▶ **Passage provided**
Dental implants are one of the most reliable options when it comes to tooth replacement.
However, because dental implants are, well, implanted into the gum tissue and the jawbone, many are concerned about its reliability and just how safe the actual procedure is in terms of being successful.
You can be reassured that dental implant surgery is in fact safe and reliable and has been performed on thousands, giving each patient a renewed smile.
The current dental implant success rate is at 98%.
Those apart of the slim 2% group do not have successful procedures or healing processes typically because of an infection, lack of oral care, weak gums and/or jawbone, or because their mouth for some reason decided to reject it.
Many of these complications can easily be corrected.
In severe cases, the implant has to be removed.
It’s very rare, in fact, that a dental implant is not accurately placed in the mouth. Oral surgeons are highly trained, and those with dental implant experience know the exact placement and overall procedure of the implant.
The surgery is sterile, and patients are given some sort of anesthesia and/or sedative to keep relaxed and pain-free during the process. Pain, of course, will be felt after the procedure, but various pain relieving medications can be used in addition to other means of pain relief (ice packs, saltwater soaks, ect.).
After the procedure is when the patient will want to pay extra attention to their general oral health. With the cost and procedure of having a dental implant placed in the mouth, one should not take recovery lightly if they plan on having a successful healing process and keeping their implant in the first place.
In fact, many of those who have complications after dental implant placement fail to correctly care for their oral health. Even failing to care for their oral health long after the procedure has been completed, a dental implant (just like any other natural tooth in the mouth) cannot thrive in an unhealthy, oral bacteria-filled environment without proper, twice-a-day cleaning.
Keeping your dental implant healthy is a must; otherwise, this will easily make you apart of that 2% group we were talking about earlier. It’s vital to follow directions post-surgery of what and what not to eat and drink and how to care for your implant in general.
While a dentist or oral surgeon can let you know if you’re a good candidate for a dental implant, it’s primarily up to you to take control of your oral health before, right after, and long after having dental implant surgery if you want to be apart of the success group and have a full, beautiful smile. The last thing one would want is having to have their implant removed or having to have more expensive procedures in the future because they failed to comply with post-surgery instructions or neglected their oral health.

▶ **Source data**
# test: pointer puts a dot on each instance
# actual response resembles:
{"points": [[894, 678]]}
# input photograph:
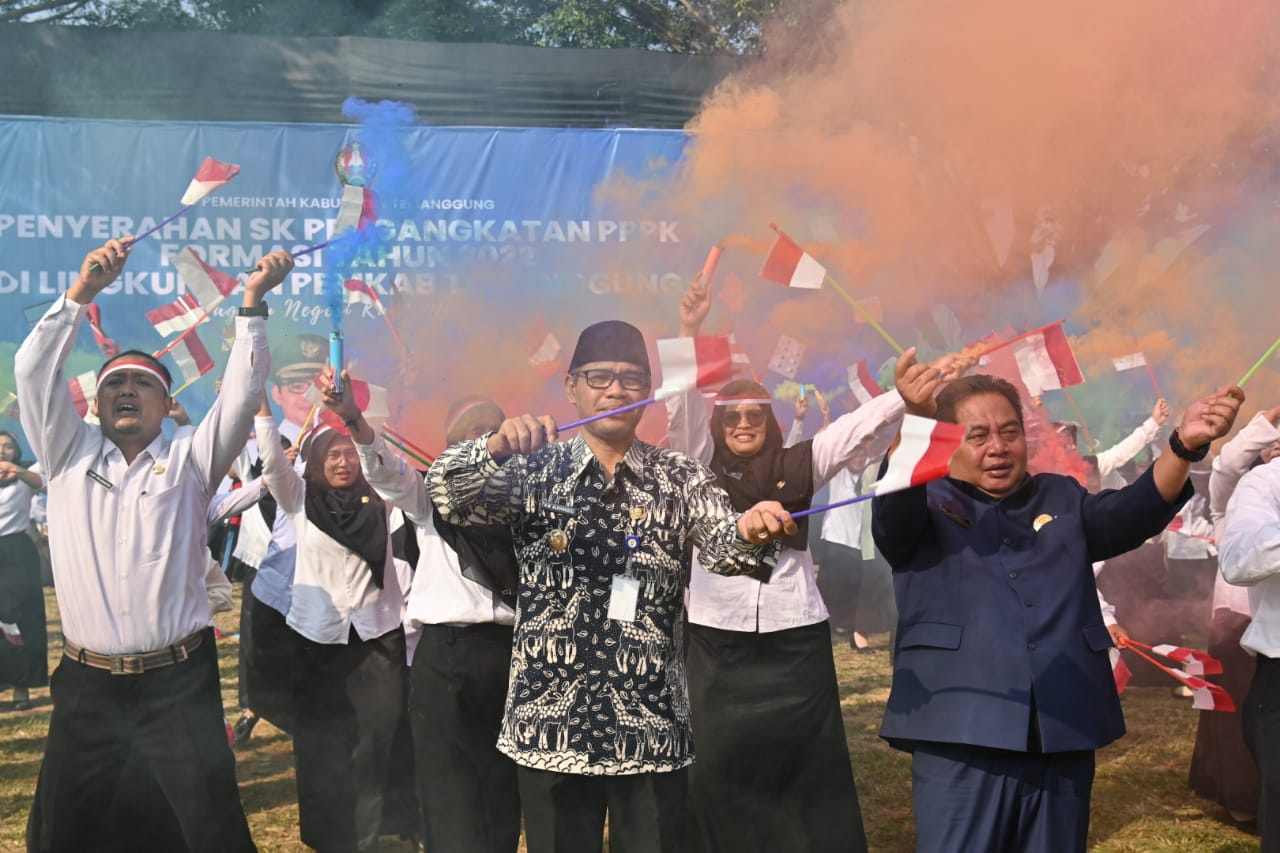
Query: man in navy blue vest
{"points": [[1002, 684]]}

▶ **Problem set**
a: Copy the passage on dental implant safety word for word, beginning at the words "Keeping your dental" and stopping after the words "implant in general.".
b: What is the current success rate for dental implants, according to the passage on dental implant safety?

▶ **Your responses**
a:
Keeping your dental implant healthy is a must; otherwise, this will easily make you apart of that 2% group we were talking about earlier. It’s vital to follow directions post-surgery of what and what not to eat and drink and how to care for your implant in general.

b: 98%